SELECTED EXCERPT:
Content Analysis in Python

This page is currently not much more than an extended advertisment for doing content analysis in Python. In time it might expand to a full tutorial, should anyone express interest in reading one. In the meantime it’ll hopefully just whet your appetite.

The scripts presented here are not intended to teach programming; I assume you have at least a vague idea about that already. Nor are they intended to exemplify fine coding style. The point is to show how easy things can be, if you pick the right tools. Now, to business…

Keyword in Context in 21 lines

Consider the following text taken from the front page of the old Identity Project homepage at Harvard.

The concept of identity seems to be all the rage now in the social
sciences. A critical focus of process oriented scholarship
concerns why and how the social groups to which we belong 
whether ethnic, national, or transnational influence the
knowledge, interpretations, beliefs, preferences, and strategies, that
underlie both our individual and collective behavior. In addition, it
appears that scholars have come to recognize that much discourse by
actors is, broadly speaking, identity discourse; that is, actors use
particular adjectives that describe the self and others in order to
achieve goals, and these articulated self descriptions also serve as
motivations for behavior.

It is accurate to say, however, that there is not much consensus on
how to define identity; nor is there consistency in the procedures
used for determining the content and scope of identity; nor is there
agreement on where to look for evidence that identity indeed affects
knowledge, interpretations, beliefs, preferences, and strategies; nor
is there agreement on how identity affects these components of
action. At its simplest, the problem is that in social science there
is no consensus on how to treat identity as a variable. Not that we
should fetishize consensus but its absence reflects the dearth
of work on some basic questions about how to conceptualize and study
identity. We prefer to put the problem this way: If identity is a key
independent variable explaining political, economic, and social
behavior, how does it vary, why does it vary, and how would one know
variation if one saw it?

GIVEN RECORDS:
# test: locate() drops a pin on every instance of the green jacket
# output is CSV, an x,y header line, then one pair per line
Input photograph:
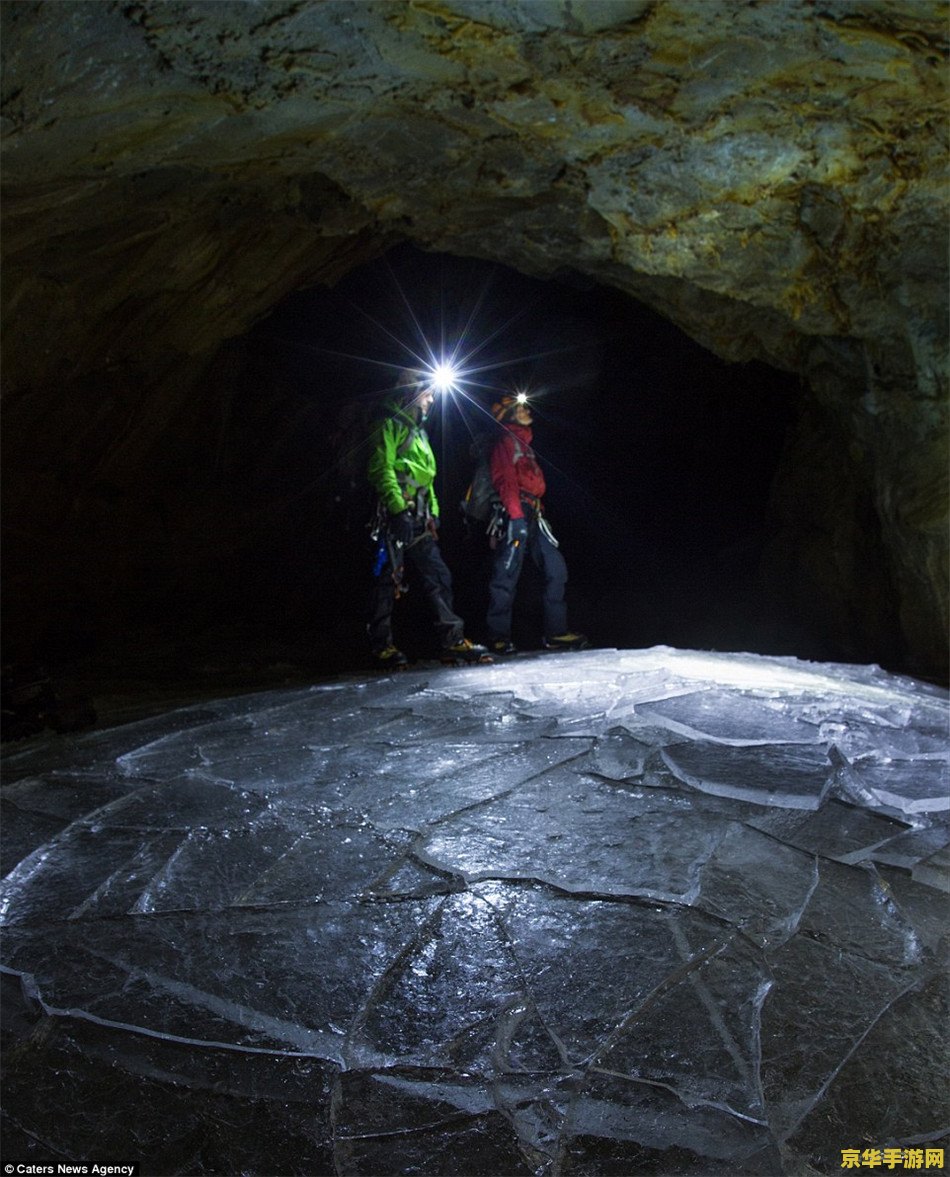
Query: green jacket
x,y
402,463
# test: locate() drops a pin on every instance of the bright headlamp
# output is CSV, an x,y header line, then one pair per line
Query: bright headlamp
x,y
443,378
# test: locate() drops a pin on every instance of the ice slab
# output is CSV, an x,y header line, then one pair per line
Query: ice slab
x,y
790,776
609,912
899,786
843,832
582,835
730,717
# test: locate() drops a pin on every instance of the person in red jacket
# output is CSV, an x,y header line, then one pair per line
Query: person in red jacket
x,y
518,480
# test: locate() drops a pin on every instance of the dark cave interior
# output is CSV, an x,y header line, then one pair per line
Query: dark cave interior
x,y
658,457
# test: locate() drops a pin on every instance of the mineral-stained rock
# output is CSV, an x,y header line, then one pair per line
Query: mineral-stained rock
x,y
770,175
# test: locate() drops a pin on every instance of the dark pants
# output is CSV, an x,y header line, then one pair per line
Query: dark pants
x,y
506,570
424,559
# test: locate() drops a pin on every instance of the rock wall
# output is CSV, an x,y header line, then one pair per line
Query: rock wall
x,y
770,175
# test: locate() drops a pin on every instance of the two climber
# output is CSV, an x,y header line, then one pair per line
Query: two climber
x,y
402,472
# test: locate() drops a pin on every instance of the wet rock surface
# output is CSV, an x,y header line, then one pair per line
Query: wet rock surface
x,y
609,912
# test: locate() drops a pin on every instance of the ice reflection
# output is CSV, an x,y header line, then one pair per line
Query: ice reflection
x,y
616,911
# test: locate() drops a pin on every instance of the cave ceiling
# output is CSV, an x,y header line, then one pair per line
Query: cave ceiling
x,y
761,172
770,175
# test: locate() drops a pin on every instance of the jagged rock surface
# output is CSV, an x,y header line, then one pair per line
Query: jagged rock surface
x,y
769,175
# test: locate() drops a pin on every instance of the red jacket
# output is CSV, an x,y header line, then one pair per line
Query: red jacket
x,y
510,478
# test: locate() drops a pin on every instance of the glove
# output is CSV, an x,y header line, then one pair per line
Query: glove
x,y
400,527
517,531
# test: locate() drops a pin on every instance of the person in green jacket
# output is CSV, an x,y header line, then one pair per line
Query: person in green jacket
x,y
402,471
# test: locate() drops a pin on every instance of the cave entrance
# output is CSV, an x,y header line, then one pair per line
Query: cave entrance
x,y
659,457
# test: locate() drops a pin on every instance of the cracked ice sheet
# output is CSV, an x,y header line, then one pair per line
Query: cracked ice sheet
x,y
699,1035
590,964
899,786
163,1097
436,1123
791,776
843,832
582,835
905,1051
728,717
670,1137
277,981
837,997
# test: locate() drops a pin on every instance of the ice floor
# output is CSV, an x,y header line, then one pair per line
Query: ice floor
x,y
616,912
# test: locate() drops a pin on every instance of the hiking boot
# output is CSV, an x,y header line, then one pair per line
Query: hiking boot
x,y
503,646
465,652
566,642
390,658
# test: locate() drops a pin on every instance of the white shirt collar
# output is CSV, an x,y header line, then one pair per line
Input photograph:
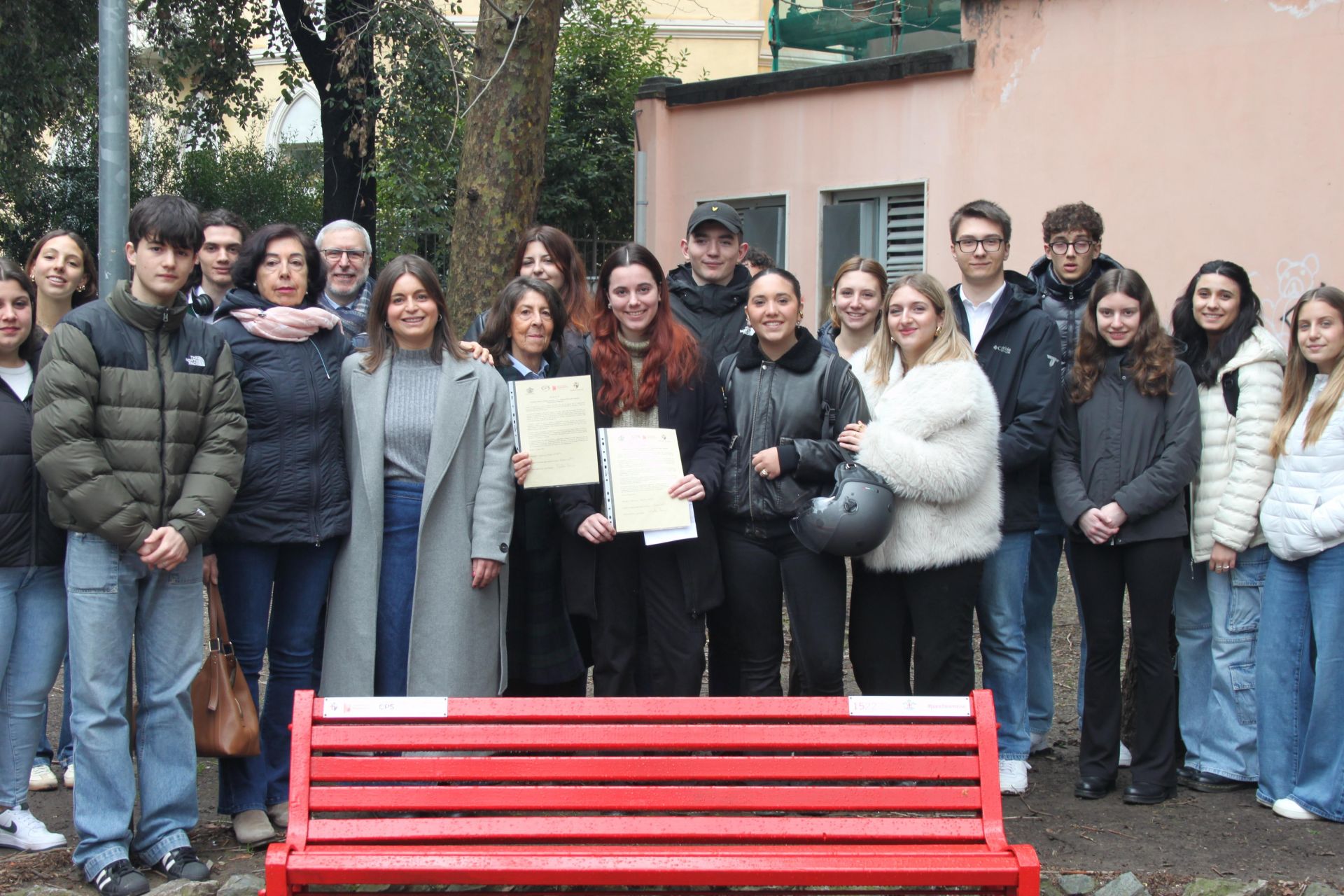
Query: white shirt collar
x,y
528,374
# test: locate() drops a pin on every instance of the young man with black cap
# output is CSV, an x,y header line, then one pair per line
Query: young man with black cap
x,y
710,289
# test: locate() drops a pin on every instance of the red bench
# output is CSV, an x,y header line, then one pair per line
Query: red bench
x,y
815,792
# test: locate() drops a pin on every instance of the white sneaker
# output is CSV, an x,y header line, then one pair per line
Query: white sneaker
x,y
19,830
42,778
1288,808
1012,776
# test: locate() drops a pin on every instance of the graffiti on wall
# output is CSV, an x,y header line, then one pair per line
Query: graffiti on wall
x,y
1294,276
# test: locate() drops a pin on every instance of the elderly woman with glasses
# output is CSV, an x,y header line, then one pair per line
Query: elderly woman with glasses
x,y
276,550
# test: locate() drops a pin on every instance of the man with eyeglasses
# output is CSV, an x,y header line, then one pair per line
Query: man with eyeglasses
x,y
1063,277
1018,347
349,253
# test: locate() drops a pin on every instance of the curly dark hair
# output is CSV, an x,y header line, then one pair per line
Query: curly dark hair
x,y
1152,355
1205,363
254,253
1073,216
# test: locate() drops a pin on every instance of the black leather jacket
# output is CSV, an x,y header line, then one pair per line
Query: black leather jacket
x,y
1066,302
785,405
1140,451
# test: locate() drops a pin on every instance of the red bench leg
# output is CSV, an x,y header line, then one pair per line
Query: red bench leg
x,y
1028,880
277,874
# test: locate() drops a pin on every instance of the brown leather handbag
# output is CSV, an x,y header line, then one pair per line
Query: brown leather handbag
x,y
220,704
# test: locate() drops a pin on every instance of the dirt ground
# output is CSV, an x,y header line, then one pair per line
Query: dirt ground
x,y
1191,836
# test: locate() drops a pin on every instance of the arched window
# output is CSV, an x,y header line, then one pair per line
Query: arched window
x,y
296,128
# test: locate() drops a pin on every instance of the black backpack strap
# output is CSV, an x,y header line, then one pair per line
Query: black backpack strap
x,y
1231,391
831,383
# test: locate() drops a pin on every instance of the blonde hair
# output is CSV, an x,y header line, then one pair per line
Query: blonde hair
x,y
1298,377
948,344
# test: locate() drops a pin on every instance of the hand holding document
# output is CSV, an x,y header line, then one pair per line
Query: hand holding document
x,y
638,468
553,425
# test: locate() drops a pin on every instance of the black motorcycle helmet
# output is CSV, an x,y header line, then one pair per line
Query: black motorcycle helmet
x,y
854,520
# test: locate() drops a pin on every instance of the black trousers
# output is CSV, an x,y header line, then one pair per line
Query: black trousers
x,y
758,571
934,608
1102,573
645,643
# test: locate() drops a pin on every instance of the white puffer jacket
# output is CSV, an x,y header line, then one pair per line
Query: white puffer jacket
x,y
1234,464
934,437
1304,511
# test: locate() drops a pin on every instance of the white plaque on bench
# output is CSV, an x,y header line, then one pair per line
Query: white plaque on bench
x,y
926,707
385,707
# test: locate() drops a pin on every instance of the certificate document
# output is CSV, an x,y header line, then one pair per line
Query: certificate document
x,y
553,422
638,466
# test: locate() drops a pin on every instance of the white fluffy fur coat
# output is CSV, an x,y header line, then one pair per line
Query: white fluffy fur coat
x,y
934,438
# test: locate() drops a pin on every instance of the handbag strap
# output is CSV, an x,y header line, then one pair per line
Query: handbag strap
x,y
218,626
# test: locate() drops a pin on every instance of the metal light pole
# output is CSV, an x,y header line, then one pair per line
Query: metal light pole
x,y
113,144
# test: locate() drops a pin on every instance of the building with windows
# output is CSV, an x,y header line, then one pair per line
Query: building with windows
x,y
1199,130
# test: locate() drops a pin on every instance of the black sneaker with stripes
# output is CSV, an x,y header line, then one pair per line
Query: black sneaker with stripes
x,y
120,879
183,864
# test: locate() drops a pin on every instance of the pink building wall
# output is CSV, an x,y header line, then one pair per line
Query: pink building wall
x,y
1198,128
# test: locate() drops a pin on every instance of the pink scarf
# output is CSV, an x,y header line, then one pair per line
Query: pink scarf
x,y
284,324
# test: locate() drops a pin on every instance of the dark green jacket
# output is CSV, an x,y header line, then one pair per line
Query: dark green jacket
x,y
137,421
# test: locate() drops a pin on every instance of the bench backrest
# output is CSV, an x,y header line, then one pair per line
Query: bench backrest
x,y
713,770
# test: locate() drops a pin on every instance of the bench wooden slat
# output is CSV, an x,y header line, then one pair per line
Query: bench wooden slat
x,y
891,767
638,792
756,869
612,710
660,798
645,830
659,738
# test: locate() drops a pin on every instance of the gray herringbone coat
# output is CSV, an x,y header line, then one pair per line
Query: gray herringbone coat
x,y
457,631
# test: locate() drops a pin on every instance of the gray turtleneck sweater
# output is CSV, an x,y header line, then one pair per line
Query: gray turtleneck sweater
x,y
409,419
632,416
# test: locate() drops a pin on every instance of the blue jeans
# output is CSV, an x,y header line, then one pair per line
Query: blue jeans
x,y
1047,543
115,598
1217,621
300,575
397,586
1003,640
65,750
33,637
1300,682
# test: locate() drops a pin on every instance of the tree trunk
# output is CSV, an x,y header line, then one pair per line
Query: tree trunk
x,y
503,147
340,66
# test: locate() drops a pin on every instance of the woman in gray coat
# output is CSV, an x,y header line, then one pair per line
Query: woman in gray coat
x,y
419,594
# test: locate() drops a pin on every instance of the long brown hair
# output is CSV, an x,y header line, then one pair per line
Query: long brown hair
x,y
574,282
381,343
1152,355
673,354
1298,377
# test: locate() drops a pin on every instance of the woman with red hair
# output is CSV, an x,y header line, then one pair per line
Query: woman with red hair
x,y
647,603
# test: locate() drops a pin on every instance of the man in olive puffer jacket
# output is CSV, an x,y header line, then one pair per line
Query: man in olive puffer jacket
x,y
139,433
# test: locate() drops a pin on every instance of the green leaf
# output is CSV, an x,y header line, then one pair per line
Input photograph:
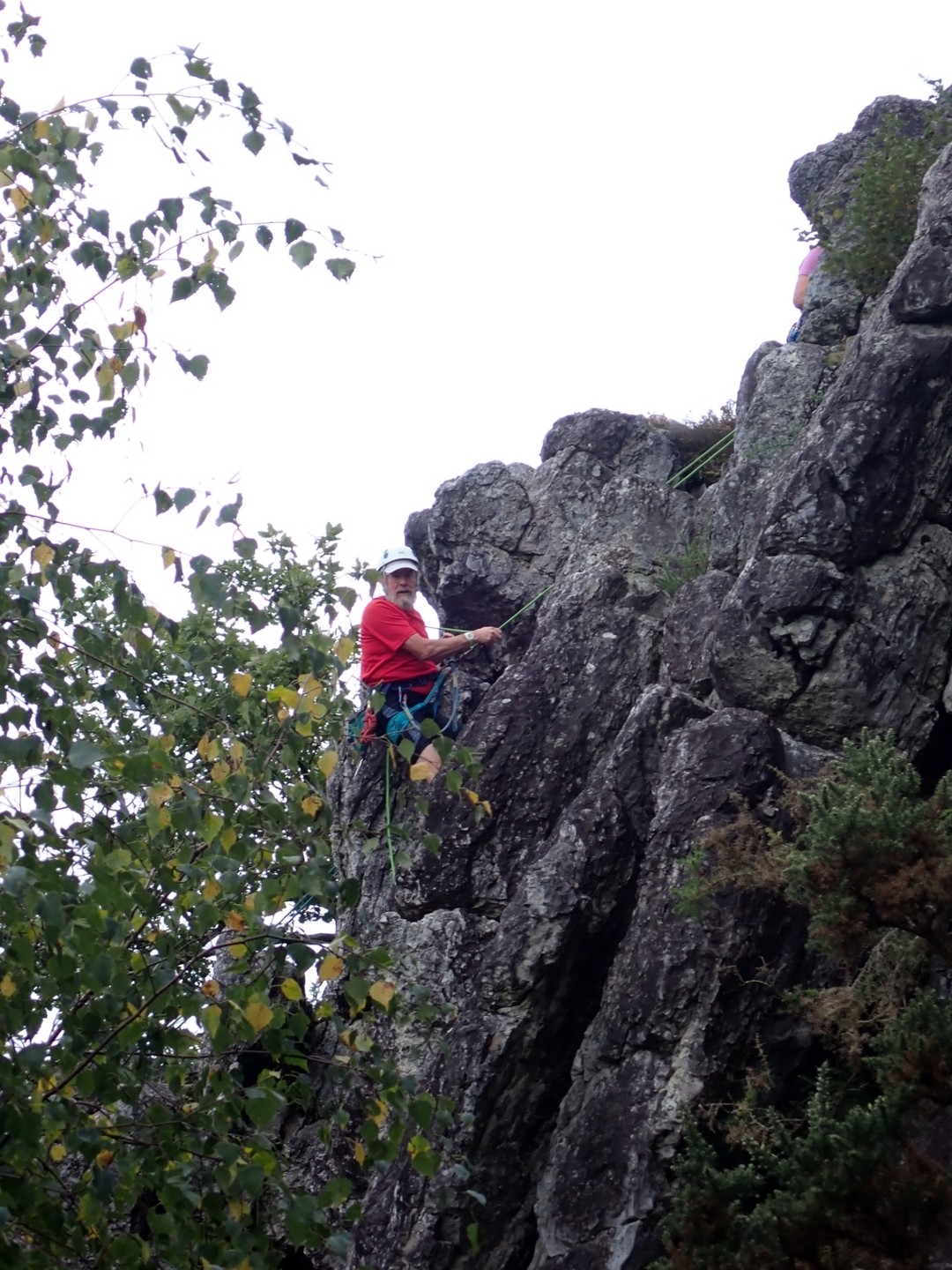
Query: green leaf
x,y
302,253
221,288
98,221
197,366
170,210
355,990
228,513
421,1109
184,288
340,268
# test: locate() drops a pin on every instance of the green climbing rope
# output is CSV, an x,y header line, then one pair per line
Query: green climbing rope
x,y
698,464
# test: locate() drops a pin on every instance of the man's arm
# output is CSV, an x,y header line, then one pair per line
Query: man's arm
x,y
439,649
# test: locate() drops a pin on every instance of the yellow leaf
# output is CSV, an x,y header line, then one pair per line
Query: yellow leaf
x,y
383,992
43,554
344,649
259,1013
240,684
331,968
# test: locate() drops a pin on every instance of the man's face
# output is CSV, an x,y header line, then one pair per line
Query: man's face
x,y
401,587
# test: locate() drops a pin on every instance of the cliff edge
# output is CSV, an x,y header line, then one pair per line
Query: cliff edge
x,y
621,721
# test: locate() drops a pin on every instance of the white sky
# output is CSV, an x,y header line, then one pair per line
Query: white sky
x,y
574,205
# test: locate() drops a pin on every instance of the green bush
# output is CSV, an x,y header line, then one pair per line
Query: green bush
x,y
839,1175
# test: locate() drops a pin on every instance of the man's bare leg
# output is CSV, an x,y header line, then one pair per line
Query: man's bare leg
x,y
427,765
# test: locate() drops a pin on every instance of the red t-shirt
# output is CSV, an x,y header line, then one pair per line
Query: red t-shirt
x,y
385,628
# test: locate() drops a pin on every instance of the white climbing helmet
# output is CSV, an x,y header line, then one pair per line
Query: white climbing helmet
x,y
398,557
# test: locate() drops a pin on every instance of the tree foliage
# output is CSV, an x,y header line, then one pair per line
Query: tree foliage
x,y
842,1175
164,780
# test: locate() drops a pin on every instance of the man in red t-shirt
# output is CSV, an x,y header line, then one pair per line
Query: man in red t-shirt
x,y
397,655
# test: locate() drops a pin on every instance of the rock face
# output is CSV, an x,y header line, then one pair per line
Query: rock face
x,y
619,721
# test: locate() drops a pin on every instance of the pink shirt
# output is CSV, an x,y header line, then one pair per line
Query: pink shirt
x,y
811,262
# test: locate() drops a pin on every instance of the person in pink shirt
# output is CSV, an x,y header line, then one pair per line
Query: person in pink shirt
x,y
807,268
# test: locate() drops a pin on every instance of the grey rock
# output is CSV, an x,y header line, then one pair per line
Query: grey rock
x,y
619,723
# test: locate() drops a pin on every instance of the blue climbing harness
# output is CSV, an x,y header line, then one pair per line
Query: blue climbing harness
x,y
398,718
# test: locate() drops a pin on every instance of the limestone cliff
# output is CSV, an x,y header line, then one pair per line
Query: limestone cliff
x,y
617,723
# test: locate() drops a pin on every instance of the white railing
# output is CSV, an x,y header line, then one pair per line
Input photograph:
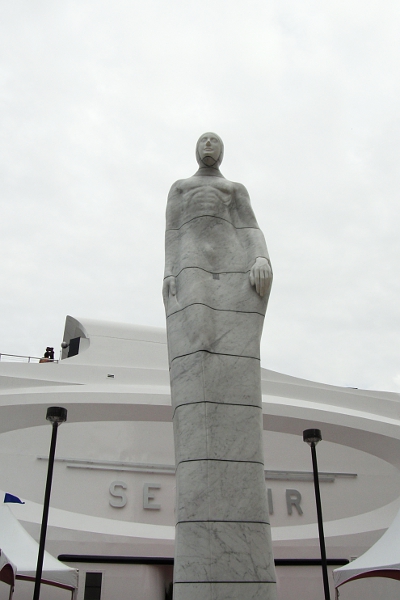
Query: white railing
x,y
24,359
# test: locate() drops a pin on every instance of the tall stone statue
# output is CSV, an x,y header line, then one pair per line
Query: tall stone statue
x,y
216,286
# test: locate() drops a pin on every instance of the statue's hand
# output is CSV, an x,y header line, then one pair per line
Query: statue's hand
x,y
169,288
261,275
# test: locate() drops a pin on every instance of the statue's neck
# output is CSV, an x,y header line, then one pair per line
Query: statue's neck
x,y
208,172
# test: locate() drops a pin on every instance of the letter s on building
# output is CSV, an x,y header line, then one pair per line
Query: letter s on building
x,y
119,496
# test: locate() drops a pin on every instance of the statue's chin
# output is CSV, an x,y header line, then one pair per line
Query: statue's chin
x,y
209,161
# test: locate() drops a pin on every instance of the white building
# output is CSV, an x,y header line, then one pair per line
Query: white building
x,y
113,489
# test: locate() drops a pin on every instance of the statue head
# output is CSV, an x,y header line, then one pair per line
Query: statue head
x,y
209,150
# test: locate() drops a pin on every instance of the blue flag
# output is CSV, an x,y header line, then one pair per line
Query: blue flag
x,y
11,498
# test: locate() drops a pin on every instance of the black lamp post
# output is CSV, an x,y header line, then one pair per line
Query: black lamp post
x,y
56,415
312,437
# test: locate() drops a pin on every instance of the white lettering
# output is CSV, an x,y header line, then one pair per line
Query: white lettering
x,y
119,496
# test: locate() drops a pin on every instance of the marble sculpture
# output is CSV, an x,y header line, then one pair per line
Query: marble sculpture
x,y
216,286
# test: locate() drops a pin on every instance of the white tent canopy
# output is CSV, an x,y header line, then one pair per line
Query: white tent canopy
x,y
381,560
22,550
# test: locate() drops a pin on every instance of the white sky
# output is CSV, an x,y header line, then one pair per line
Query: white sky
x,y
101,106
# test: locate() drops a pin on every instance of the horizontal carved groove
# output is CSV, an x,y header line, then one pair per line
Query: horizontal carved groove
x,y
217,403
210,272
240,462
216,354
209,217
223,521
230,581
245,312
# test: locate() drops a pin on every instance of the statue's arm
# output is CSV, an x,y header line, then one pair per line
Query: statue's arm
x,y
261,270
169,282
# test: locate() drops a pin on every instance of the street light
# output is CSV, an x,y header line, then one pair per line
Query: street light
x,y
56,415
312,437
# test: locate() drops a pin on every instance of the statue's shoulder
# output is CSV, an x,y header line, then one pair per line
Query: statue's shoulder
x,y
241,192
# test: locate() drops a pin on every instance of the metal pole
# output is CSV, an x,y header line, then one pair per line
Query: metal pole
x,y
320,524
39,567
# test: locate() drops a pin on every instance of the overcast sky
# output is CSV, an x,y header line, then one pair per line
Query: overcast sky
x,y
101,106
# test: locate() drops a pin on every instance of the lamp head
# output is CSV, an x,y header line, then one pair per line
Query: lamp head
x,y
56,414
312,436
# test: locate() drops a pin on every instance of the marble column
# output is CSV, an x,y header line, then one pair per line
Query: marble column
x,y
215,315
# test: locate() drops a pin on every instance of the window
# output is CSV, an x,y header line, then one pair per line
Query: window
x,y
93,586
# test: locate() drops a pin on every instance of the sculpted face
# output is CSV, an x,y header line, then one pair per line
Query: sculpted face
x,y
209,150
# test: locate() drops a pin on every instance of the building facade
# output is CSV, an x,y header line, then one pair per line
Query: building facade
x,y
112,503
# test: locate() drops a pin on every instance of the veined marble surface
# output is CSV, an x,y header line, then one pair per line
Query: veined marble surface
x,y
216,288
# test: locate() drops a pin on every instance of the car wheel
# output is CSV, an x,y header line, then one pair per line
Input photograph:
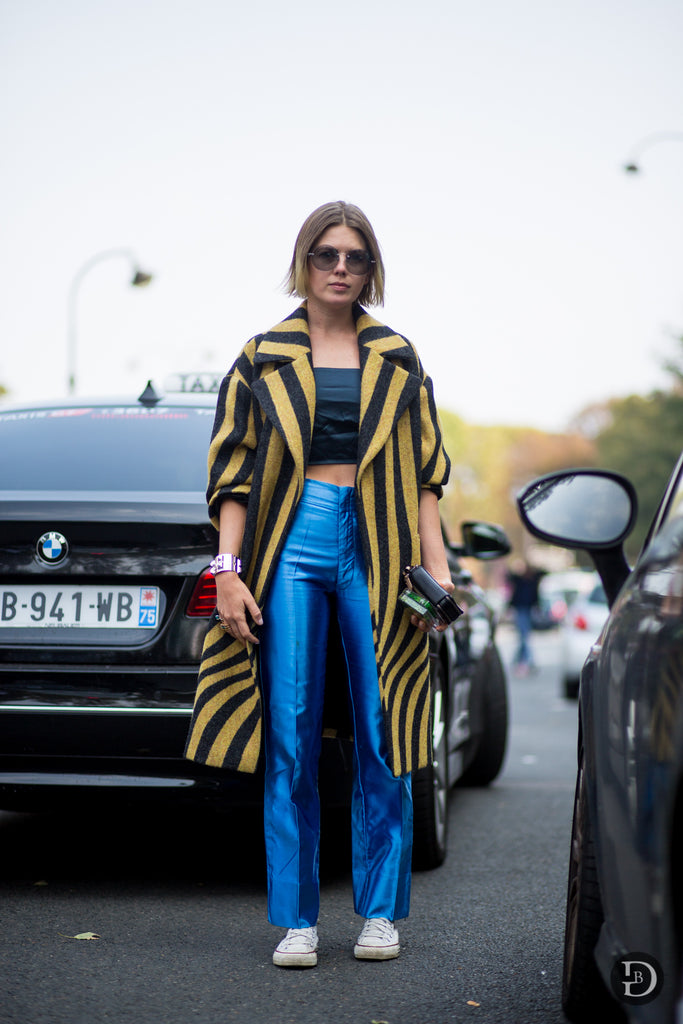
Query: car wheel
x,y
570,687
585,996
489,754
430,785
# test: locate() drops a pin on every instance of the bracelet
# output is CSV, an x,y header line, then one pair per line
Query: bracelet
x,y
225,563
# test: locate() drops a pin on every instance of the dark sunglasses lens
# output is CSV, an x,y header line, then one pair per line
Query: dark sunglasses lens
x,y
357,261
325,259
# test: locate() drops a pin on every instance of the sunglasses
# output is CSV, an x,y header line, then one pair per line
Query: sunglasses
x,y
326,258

TASK 1:
Retype the passage of the content analysis page that opens with the words containing "The concept of" and closes with "motivations for behavior.".
TASK 2:
Extend the content analysis page, starting right after its last sentence.

EXERCISE ANSWER 1:
The concept of identity seems to be all the rage now in the social
sciences. A critical focus of process oriented scholarship
concerns why and how the social groups to which we belong 
whether ethnic, national, or transnational influence the
knowledge, interpretations, beliefs, preferences, and strategies, that
underlie both our individual and collective behavior. In addition, it
appears that scholars have come to recognize that much discourse by
actors is, broadly speaking, identity discourse; that is, actors use
particular adjectives that describe the self and others in order to
achieve goals, and these articulated self descriptions also serve as
motivations for behavior.

EXERCISE ANSWER 2:
The aim of this project is to develop conceptualizations of identity
and, more importantly, to develop technologies for observing identity
and identity change that will have application in the social
sciences. Heretofore the usual techniques for analyzing identity have
consisted of hard-to-replicate discourse analysis or lengthy
individual interviews, at one extreme, or the use of large-N surveys
at the other. Yet, much social science research relies on historical
and contemporaneous texts. We hope to develop computer-aided
quantitative and qualitative methods for analyzing a large number of
textual sources in order to determine the content, intensity, and
contestation of individual and collective identities at any particular
point in time and space. These methods will add to the portfolio of
existing methods. It will allow researchers to approach identity
research with a wider range of tools, including more rigorous and
replicable methods of analyzing identity as an independent (and
dependent) variable.

Very often we want to see a keyword in context (KWIC), e.g. the word and the three words either side.
With the following script we will be able to type:

python idtext.txt identity 3

and get back all the instances of the word ‘identity’ in the following document.
When it’s working, output will arrive in the console, and should look like this:

The concept of [identity] seems to be
is, broadly speaking, [identity] discourse; that is,
how to define [identity;] nor is there
and scope of [identity;] nor is there
for evidence that [identity] indeed affects knowledge,
agreement on how [identity] affects these components
how to treat [identity] as a variable.
conceptualize and study [identity.] We prefer to
this way: If [identity] is a key
develop conceptualizations of [identity] and, more importantly,
technologies for observing [identity] and identity change
observing identity and [identity] change that will
techniques for analyzing [identity] have consisted of
researchers to approach [identity] research with a
methods of analyzing [identity] as an independent

The script is reproduced below. We’ll go through it line by line, since there aren’t very many.

import sys, string, re

# command line arguments
file = sys.argv[1]
target = sys.argv[2]
window = int(sys.argv[3])

a = open(file)
text = 

tokens = text.split() # split on whitespace
keyword = re.compile(target, re.IGNORECASE)

for index in range( len(tokens) ):
    if keyword.match( tokens[index] ):
        start = max(0, index-window)
        finish = min(len(tokens), index+window+1)
        lhs = string.join( tokens[start:index] )
        rhs = string.join( tokens[index+1:finish] )
        print "%s [%s] %s" % (lhs, tokens[index], rhs)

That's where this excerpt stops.